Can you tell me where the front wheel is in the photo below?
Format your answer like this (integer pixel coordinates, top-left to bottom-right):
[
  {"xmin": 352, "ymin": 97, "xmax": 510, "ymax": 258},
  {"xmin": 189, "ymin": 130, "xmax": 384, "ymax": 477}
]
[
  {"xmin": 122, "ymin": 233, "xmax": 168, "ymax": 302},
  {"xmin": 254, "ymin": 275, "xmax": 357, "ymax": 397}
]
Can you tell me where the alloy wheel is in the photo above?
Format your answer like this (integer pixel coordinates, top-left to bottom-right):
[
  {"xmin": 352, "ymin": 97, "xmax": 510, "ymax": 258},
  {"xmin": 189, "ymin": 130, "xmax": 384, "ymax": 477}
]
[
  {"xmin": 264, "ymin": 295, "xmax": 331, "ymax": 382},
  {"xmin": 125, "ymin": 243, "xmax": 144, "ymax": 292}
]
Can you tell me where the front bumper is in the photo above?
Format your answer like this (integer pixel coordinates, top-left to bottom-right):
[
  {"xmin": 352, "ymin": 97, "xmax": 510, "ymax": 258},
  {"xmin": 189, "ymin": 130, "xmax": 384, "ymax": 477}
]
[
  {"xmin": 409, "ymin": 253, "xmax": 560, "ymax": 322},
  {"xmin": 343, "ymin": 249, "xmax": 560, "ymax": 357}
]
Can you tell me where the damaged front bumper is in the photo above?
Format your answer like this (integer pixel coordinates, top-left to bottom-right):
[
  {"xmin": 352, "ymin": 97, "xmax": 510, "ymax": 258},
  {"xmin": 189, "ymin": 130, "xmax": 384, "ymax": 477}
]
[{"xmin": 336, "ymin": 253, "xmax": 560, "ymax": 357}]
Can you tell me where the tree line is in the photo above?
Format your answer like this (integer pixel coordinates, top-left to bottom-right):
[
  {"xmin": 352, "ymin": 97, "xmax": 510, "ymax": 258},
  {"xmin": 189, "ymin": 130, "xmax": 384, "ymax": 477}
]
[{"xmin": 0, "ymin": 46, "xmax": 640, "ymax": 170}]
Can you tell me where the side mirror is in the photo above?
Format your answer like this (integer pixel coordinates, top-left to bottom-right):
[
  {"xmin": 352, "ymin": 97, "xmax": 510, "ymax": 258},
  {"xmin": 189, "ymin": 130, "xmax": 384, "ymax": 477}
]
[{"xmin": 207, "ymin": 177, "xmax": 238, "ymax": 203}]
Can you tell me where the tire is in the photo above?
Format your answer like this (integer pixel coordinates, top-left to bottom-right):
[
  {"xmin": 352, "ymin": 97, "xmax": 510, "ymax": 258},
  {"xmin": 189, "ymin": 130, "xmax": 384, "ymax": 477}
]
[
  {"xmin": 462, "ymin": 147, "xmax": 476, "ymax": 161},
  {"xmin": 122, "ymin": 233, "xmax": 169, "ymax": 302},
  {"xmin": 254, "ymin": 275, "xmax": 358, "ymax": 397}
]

-*-

> **Instructions to follow**
Filter the records down to the lines that contain the string "photo", treating uppercase and lowercase as different. Copy each matching line unchanged.

> **Correct response**
Can you tell me where the front wheel is in the photo below?
Can you tell me where the alloy wheel is in the photo above?
Can you tell me where the front bumper is in the photo above?
Can you tell me where the damaged front bumper is in the photo above?
Can you tell me where the tree line is in the photo above?
Can you tell me where the side mirror is in the photo above?
Can you tell me where the tire is in the photo above?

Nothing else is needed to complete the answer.